::: РАЗДЕЛ ДОКУМЕНТА :::

Куприн
Шрифт:
Центр столицы, ее самые респектабельные улицы и площади были запружены бесконечными толпами. На Невском, Литейном, Марсовом поле знамена, оркестры, крики, речи, смех, слезы радости. Роту солдат, побывавших в боях и увешанных крестами, встречают восторженными возгласами, вверх летят шапки, кто-то за неимением другого запускает калошу. Новый взрыв восторга: в толпе узнают старых народовольцев, политкаторжан, вышедших с огромными красными бантами: Брешко-Брешковскую, Засулич, Морозова… Река хоругвей, расплываясь алыми пятнами, теряется в перспективе прямых петербургских улиц, кажется, смывая и унося за ненадобностью прочь бронзовых государей — Петра Великого,
Стотысячные толпы солдат, рабочих, крестьян, служащих праздничной чередой текли мимо Куприна. Петроград отмечал падение самодержавия.
— Свершилось… — шептал со слезами Куприн, вглядываясь в незнакомые возбужденные лица, ловя обрывки революционных песен, приветствий, возгласов. — Наконец-то!..
Февральская революция 1917 года застала его в Гельсингфорсе, откуда он немедленно выехал в Питер. В потрясших страну событиях Куприн увидел подтверждение своим мечтаниям о будущей свободной и сильной России. С самых первых «дней свобод» он становится темпераментным газетчиком-публицистом, а вскоре вместе с критиком П. Пильским берется редактировать эсеровскую газету «Свободная Россия». Одной из главных партий, претендующих на то, чтобы после февраля управлять страной — социалистам-революционерам было лестно и выгодно заполучить золотое перо Куприна.
Он пишет в эту пору много и легко в зеленом гатчинском домике и в петроградском редакторском кабинете. Настоящее кажется ему простым и ясным: Россия добилась чаемых свобод, и теперь только надо сохранить завоеванное, отстоять от врага государственные границы, чтобы заняться затем мирным строительством.
Теперь как никогда ясно сказывается политическое простодушие Куприна, его расплывчатый и отвлеченный демократизм. И в злободневных откликах на события в стране — заметках «Пестрая книга», которые он регулярно публикует в газете, и в крупных очерках вроде напечатанного в двух номерах восторженного панегирика А. Ф. Керенскому «Сердце народное», и в скрытой и явной полемике с большевиками — всюду он выступает в качестве публициста, за внешней «беспартийностью» которого легко угадывается иная, чисто классовая мелкобуржуазная основа.

::: ДАННЫЕ :::

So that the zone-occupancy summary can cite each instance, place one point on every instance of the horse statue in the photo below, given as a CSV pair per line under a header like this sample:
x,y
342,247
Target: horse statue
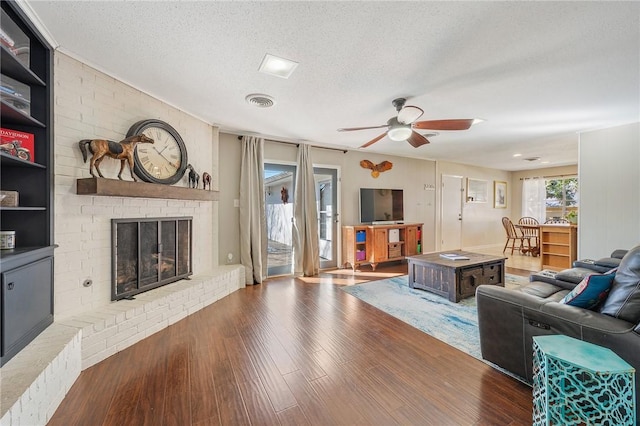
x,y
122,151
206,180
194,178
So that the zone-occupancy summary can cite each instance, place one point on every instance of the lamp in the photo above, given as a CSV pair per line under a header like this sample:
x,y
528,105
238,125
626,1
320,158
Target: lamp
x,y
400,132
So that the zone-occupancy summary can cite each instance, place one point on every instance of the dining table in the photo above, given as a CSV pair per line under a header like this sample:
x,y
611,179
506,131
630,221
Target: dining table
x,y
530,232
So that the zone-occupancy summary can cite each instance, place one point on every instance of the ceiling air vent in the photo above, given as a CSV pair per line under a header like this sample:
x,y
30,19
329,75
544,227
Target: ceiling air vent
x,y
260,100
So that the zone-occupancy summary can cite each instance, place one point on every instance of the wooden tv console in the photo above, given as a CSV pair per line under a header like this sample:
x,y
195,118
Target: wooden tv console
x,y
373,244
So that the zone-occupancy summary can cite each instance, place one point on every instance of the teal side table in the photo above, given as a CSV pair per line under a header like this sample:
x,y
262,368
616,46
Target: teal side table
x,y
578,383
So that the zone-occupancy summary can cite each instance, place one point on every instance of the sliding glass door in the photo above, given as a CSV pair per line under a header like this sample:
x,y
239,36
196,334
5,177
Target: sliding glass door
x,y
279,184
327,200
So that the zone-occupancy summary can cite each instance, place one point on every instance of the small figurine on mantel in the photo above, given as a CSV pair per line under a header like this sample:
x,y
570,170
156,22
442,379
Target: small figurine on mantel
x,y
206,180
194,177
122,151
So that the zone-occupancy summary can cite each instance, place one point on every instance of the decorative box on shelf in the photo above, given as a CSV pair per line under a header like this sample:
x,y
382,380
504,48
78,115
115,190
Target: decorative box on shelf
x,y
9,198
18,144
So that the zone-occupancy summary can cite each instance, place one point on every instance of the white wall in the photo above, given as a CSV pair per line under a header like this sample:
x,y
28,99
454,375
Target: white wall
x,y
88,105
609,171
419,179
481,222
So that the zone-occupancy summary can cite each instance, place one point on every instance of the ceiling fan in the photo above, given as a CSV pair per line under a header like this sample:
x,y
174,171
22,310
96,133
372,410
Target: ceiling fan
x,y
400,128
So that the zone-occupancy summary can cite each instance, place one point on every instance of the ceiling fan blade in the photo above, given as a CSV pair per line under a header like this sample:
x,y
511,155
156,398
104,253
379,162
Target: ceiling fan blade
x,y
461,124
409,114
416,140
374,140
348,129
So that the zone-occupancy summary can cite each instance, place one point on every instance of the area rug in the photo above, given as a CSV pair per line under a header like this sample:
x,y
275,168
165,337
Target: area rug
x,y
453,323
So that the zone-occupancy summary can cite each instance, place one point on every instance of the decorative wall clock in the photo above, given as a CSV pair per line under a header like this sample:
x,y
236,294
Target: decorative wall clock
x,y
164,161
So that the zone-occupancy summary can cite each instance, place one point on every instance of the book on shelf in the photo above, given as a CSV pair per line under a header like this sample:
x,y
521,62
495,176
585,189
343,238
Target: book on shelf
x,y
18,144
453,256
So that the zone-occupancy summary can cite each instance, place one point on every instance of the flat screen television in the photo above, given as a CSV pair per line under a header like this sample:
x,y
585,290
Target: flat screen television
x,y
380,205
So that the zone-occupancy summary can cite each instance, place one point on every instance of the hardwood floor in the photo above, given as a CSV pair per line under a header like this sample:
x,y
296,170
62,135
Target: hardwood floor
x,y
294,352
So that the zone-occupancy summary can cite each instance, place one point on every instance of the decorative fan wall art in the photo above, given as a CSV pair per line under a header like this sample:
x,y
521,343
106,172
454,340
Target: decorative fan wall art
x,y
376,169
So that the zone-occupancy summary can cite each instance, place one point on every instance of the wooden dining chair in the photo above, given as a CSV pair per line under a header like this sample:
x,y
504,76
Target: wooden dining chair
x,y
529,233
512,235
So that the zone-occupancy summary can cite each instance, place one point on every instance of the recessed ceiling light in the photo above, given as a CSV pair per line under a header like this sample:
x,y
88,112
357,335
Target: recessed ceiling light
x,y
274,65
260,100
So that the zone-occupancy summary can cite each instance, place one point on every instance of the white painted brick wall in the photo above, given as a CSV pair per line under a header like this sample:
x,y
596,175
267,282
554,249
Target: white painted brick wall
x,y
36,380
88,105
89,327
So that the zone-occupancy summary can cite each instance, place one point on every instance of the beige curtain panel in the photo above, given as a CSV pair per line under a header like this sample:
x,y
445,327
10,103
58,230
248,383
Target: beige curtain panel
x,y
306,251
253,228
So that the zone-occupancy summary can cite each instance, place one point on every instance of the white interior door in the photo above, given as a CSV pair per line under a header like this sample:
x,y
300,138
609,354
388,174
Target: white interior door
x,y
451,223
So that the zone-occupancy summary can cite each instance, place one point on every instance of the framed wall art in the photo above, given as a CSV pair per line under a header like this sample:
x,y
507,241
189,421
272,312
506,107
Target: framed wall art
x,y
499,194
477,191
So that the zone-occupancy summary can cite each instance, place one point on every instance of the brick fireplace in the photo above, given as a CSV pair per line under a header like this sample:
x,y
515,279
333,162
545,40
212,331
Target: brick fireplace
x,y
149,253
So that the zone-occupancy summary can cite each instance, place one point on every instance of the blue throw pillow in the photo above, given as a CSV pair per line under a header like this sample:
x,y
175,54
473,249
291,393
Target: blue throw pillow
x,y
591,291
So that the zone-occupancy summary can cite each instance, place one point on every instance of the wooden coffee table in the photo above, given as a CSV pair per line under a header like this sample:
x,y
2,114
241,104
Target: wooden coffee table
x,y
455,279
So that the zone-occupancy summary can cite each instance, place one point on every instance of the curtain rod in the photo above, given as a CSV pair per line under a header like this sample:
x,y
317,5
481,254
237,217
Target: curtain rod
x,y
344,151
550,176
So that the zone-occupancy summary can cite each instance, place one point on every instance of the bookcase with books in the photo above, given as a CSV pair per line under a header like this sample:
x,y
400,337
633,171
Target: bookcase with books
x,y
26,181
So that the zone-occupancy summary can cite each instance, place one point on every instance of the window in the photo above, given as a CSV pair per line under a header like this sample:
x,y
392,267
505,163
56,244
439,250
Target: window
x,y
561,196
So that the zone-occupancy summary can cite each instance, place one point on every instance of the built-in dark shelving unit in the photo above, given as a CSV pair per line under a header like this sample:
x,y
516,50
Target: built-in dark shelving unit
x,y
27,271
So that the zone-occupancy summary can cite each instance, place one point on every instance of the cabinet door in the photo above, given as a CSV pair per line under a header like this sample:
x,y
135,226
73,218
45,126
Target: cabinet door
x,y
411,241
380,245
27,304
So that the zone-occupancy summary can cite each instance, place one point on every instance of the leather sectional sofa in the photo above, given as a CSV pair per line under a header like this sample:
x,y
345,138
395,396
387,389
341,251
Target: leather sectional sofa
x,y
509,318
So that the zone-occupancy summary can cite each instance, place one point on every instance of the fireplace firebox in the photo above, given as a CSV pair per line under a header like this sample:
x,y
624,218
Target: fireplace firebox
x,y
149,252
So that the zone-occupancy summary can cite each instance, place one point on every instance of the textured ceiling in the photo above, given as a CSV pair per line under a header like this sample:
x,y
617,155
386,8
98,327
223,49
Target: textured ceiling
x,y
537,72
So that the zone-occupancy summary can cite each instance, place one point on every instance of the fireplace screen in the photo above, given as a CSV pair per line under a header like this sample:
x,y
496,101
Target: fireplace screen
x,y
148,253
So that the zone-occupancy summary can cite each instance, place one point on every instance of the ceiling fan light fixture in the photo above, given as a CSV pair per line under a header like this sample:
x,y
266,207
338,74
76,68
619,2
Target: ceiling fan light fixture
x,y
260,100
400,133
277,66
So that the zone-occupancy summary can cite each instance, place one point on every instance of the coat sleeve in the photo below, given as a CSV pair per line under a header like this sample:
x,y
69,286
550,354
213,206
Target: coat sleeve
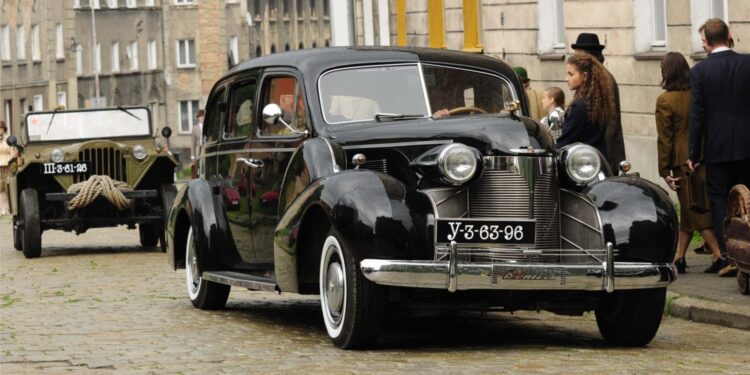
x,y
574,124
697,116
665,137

:::
::: ДАННЫЕ :::

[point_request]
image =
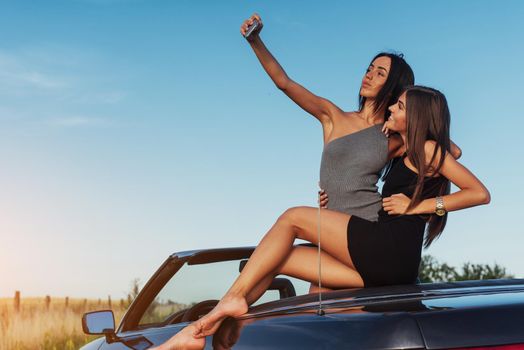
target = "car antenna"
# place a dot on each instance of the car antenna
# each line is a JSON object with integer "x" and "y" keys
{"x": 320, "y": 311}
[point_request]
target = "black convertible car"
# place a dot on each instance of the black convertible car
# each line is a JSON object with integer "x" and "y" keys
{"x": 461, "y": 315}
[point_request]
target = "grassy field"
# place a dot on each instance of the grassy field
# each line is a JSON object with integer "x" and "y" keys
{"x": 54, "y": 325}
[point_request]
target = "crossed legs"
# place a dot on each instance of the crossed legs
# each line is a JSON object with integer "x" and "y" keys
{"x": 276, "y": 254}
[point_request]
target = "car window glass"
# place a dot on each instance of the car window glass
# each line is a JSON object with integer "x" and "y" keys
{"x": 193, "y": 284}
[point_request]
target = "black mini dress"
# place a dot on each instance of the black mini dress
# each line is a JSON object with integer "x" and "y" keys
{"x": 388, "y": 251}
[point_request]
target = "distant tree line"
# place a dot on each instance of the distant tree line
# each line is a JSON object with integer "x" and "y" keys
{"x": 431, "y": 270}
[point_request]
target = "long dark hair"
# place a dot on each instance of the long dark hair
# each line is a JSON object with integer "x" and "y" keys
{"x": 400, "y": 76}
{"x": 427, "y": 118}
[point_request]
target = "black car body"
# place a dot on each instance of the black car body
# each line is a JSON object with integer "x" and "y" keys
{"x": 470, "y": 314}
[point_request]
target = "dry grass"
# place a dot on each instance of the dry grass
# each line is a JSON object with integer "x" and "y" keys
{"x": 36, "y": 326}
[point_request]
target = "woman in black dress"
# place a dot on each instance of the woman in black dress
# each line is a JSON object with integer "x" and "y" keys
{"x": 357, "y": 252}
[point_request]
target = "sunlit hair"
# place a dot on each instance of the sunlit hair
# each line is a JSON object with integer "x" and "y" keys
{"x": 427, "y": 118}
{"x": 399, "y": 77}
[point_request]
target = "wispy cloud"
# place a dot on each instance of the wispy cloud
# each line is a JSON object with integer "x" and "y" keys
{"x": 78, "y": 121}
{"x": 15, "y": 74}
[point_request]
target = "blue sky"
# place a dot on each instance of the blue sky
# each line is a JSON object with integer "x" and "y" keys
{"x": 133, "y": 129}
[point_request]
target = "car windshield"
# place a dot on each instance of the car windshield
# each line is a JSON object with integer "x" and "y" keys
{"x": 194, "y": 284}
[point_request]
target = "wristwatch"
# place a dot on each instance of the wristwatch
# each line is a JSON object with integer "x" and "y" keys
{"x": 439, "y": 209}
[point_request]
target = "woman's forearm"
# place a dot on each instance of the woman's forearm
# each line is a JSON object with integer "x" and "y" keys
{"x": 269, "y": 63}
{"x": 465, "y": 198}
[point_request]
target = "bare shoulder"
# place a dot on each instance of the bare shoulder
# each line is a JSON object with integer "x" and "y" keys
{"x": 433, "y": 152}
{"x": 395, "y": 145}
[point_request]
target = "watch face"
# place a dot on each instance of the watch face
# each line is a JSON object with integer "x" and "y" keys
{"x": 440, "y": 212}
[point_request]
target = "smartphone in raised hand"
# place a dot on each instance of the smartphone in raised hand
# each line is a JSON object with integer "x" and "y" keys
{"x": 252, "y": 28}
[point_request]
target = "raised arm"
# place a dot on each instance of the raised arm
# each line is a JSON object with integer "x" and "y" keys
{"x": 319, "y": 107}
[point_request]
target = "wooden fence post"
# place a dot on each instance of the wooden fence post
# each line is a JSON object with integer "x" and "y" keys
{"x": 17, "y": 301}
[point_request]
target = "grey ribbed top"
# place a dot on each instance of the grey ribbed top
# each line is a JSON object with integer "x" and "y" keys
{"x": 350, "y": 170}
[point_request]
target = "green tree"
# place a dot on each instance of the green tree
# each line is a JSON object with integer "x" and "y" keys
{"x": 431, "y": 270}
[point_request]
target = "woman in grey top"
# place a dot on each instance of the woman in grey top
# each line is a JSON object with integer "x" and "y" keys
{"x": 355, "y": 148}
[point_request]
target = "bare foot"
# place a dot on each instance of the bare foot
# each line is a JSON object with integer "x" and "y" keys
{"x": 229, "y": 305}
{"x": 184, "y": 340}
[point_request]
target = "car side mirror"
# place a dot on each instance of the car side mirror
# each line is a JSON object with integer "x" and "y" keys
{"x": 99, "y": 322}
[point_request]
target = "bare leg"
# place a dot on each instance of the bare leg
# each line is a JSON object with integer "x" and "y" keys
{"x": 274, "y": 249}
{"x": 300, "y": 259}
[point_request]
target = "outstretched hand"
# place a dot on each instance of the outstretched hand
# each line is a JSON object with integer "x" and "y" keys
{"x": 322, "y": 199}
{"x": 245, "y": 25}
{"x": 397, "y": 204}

:::

▸ **ЗАДАНИЯ**:
A. Где Куприна застала Февральская революция 1917 года, согласно тексту о Куприне?
B. Перепишите из текста о Куприне всё, начиная со слов «Февральская революция 1917» и вплоть до слов «золотое перо Куприна.».

▸ **ОТВЕТЫ**:
A. В Гельсингфорсе.

B.
Февральская революция 1917 года застала его в Гельсингфорсе, откуда он немедленно выехал в Питер. В потрясших страну событиях Куприн увидел подтверждение своим мечтаниям о будущей свободной и сильной России. С самых первых «дней свобод» он становится темпераментным газетчиком-публицистом, а вскоре вместе с критиком П. Пильским берется редактировать эсеровскую газету «Свободная Россия». Одной из главных партий, претендующих на то, чтобы после февраля управлять страной — социалистам-революционерам было лестно и выгодно заполучить золотое перо Куприна.